YOUR OBJECTIVE
Retype the entries below exactly, but begin at the line containing "Please tag the lithuanian" and end at the last line.

EXERCISE INPUT
┌──

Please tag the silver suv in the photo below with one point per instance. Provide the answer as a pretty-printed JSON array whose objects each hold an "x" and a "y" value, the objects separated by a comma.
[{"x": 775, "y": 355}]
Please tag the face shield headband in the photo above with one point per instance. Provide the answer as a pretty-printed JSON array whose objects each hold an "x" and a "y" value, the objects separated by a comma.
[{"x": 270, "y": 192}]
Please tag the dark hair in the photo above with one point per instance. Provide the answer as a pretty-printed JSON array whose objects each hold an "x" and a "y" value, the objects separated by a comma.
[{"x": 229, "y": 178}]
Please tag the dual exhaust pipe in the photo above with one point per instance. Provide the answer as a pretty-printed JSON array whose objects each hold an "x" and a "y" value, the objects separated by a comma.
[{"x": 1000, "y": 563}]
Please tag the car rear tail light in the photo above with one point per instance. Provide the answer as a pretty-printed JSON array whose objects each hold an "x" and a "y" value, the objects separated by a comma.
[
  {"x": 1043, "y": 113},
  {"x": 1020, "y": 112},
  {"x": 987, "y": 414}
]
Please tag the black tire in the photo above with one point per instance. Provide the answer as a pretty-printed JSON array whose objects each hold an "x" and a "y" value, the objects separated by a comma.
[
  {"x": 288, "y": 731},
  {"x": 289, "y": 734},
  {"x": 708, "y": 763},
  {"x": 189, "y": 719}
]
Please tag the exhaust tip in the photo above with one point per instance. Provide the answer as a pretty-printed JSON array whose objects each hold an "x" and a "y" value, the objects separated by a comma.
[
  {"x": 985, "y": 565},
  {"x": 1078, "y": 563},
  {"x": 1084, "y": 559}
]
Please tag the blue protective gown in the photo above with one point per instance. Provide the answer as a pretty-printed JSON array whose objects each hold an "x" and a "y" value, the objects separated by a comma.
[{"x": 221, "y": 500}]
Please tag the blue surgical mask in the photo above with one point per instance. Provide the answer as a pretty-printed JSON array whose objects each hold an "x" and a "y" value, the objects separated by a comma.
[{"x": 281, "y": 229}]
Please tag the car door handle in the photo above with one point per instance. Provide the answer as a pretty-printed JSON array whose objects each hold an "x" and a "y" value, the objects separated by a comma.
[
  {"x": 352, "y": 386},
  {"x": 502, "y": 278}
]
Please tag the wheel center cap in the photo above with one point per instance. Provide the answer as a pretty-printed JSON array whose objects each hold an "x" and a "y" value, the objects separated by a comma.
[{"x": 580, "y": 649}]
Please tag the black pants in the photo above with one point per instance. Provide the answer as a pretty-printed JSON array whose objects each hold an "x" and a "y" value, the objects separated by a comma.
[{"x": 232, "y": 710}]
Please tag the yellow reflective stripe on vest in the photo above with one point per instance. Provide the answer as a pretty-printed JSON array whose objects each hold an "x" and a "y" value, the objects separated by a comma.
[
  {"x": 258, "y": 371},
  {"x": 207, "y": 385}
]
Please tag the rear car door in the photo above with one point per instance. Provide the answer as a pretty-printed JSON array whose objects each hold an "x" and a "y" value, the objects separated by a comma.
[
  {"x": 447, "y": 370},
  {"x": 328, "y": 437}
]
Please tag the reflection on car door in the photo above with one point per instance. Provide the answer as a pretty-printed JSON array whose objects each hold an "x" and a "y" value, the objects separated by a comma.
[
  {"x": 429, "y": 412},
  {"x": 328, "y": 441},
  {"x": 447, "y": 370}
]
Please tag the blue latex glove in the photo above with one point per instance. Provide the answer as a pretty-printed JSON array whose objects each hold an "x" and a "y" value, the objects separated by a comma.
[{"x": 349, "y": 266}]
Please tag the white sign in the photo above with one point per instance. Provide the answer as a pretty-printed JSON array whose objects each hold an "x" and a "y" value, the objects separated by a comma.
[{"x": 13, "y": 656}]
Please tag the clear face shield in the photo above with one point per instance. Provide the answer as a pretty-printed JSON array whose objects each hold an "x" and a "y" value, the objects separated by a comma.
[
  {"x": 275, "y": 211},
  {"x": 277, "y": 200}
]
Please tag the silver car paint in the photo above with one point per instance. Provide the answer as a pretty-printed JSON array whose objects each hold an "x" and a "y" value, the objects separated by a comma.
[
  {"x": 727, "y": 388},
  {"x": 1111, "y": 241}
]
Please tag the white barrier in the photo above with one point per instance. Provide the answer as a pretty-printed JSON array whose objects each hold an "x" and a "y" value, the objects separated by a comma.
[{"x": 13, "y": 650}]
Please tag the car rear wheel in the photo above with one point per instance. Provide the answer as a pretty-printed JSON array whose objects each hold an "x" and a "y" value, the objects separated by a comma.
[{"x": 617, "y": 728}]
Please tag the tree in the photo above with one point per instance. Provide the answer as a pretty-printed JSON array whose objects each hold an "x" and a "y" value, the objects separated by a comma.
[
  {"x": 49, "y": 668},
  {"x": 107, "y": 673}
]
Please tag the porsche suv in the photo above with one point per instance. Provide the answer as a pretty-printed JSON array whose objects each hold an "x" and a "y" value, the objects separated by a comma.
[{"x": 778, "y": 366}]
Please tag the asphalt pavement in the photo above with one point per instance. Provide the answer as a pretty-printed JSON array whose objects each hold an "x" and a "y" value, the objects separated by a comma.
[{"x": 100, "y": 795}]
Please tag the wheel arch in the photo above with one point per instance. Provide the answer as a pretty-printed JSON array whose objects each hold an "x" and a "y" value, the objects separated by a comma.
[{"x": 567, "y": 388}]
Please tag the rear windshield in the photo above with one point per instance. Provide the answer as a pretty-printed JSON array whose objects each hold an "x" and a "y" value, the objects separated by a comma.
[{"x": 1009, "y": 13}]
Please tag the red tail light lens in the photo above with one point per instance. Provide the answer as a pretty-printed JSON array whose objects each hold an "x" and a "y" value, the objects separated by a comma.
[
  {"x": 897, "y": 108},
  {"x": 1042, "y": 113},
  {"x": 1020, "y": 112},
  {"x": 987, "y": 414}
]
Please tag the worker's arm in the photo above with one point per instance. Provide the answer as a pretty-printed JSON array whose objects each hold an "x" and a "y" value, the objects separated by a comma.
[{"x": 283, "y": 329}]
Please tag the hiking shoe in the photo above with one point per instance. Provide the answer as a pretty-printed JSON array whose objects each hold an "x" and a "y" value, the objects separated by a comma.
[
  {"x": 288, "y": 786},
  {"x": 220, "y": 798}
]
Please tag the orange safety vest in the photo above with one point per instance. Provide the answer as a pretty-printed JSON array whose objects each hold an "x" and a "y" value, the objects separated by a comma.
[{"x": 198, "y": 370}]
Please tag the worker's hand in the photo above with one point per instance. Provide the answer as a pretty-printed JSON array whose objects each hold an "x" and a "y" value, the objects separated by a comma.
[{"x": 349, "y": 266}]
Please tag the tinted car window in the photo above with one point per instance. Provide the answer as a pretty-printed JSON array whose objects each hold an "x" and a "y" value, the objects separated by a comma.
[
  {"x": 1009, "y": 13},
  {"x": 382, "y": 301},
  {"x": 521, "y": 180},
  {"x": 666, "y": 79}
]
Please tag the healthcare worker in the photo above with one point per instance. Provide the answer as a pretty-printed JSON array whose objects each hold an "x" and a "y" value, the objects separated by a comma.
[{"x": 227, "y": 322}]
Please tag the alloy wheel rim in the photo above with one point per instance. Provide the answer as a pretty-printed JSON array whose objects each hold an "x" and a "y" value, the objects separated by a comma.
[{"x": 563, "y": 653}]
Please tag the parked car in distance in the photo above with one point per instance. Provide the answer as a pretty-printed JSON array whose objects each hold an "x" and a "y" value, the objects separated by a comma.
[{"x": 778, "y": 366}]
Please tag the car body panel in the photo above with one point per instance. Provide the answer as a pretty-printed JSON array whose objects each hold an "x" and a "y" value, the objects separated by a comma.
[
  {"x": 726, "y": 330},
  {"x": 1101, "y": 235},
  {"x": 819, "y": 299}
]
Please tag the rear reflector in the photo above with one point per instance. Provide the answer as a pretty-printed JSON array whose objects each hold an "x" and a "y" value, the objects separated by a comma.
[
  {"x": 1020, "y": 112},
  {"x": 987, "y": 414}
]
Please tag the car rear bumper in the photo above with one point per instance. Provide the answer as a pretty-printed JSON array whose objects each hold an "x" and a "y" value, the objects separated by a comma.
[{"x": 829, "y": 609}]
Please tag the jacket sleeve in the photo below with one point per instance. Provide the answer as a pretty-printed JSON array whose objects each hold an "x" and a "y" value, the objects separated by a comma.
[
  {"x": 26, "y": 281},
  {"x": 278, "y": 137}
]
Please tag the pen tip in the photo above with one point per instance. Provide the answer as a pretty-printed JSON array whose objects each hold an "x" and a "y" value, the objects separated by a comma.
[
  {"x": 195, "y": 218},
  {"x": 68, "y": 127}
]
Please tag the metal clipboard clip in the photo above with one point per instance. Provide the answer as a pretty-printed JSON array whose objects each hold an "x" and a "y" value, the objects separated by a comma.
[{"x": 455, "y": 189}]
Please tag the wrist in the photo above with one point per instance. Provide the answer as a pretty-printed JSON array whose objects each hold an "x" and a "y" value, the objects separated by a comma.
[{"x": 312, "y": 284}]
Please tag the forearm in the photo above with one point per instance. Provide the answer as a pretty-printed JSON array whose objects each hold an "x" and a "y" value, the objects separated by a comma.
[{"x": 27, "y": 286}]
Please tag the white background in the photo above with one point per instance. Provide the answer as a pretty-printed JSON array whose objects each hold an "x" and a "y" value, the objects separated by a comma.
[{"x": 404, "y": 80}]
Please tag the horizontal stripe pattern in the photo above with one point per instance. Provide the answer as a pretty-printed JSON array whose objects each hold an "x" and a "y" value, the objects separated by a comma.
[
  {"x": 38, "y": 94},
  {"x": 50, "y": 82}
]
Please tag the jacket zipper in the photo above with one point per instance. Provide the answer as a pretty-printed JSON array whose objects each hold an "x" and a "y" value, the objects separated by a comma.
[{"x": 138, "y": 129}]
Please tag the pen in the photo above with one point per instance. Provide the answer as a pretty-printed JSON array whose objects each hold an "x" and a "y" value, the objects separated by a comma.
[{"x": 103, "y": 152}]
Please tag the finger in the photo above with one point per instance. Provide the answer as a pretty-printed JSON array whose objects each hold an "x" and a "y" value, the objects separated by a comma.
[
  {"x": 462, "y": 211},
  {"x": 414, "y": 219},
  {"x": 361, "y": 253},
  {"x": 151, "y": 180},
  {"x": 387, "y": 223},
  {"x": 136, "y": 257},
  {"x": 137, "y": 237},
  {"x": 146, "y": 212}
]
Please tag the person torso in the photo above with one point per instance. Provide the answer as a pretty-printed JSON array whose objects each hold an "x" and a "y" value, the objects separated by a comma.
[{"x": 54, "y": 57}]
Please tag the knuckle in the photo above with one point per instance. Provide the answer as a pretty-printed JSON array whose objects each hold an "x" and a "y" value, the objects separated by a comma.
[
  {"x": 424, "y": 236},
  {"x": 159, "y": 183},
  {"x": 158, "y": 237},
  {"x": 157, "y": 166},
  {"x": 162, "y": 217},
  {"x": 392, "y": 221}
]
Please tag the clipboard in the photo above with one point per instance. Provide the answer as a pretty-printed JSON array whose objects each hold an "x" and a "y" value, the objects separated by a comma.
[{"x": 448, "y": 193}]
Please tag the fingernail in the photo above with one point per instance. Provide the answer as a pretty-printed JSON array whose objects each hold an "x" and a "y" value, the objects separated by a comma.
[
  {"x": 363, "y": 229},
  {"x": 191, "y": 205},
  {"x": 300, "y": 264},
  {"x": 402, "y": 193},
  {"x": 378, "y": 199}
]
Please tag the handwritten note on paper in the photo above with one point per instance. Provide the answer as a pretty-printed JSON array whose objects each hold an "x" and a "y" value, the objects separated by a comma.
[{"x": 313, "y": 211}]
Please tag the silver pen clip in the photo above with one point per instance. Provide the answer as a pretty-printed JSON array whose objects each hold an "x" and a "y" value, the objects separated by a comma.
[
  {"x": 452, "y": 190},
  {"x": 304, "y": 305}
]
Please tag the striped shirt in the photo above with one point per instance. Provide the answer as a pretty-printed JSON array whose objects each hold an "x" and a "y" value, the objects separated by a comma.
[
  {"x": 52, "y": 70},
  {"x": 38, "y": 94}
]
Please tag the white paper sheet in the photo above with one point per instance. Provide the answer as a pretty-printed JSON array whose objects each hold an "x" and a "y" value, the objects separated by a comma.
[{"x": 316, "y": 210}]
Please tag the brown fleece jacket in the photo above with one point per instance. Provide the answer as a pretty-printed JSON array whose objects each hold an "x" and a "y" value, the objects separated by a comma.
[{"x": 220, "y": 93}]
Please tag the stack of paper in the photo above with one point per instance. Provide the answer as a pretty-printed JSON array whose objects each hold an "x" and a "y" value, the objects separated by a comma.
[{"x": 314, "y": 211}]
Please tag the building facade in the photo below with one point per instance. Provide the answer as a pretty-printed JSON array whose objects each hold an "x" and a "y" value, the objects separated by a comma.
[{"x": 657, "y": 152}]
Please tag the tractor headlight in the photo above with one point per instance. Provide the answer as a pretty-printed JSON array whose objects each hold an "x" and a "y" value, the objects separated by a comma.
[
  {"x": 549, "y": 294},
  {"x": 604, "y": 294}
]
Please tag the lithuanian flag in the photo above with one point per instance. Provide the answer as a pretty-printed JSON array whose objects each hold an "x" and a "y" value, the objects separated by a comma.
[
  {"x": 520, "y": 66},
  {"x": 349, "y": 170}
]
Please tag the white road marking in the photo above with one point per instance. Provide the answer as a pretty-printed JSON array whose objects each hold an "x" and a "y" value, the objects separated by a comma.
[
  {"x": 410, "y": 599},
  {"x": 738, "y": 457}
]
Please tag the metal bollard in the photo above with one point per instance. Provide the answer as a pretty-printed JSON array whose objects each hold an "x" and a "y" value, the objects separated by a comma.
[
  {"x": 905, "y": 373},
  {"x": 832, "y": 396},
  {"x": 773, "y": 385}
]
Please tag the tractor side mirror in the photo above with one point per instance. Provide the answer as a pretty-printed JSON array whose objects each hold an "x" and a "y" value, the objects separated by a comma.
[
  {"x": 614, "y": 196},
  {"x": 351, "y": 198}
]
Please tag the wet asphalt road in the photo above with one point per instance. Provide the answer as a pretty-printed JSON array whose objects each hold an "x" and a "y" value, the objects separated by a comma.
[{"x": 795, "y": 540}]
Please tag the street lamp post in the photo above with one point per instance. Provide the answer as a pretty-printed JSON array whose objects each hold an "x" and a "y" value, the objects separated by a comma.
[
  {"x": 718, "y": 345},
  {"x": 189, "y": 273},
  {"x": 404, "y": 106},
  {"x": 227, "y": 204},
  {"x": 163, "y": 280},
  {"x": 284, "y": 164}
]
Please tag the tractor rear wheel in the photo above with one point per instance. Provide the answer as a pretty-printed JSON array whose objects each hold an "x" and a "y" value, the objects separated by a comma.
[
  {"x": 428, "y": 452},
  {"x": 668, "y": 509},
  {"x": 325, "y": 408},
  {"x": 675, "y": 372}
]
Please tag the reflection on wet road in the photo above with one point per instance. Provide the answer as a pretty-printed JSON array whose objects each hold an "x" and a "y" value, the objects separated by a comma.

└──

EXERCISE SOLUTION
Please tag the lithuanian flag in the photo above with one point per instance. Provide the answer as a pretty-printed JSON array whose objects each hold an "x" and a "y" value, the objects separated by a comma.
[
  {"x": 520, "y": 66},
  {"x": 349, "y": 170}
]
Please tag the white road marking in the photo above with one point per instance. Provide the answer as a pretty-printed JSON array whose objects each hold an "x" and a "y" value, the objects separated by a comma.
[
  {"x": 410, "y": 599},
  {"x": 738, "y": 457}
]
Please tag the metal bollard in the photo above with one point per instance. Provide the answer as a pretty-printed JSON array whose objects each hold an "x" and a "y" value, the objects separated by a comma.
[
  {"x": 905, "y": 373},
  {"x": 832, "y": 396},
  {"x": 773, "y": 385}
]
Please tag the tractor side mirror in the photo above with one point per instance. Provide the answer as a pretty-printed JSON array whose objects each hold an "x" and a "y" value, the objects separated by a comma.
[
  {"x": 614, "y": 196},
  {"x": 351, "y": 198}
]
Please tag the wet asphalt road in the photo above with one point per instance. Provide the answer as a pretty-printed JSON array whose objects each hold an "x" and a "y" value, the objects separated by a comma.
[{"x": 795, "y": 540}]
Please tag the street lamp post in the photo above with one point per instance. Provide the answer as a pretty-printed JSON array whose objects each hold an "x" and a "y" value, the objects separated by a comma.
[
  {"x": 718, "y": 345},
  {"x": 189, "y": 273},
  {"x": 404, "y": 106},
  {"x": 227, "y": 204},
  {"x": 163, "y": 280},
  {"x": 284, "y": 164}
]
Please tag the tractor rear wheel in the photo above with one point per instance. Provide the answer as a pretty-printed JSON array whose objects each hold an "x" and a "y" value, the objects separated by a comma.
[
  {"x": 428, "y": 452},
  {"x": 668, "y": 509},
  {"x": 325, "y": 408},
  {"x": 675, "y": 372}
]
Please tag the reflection on wet road in the photo above with one point per instance. Provide the answer as a pretty-printed JSON array whose objects each hold an "x" and a "y" value, the objects separated by a comma.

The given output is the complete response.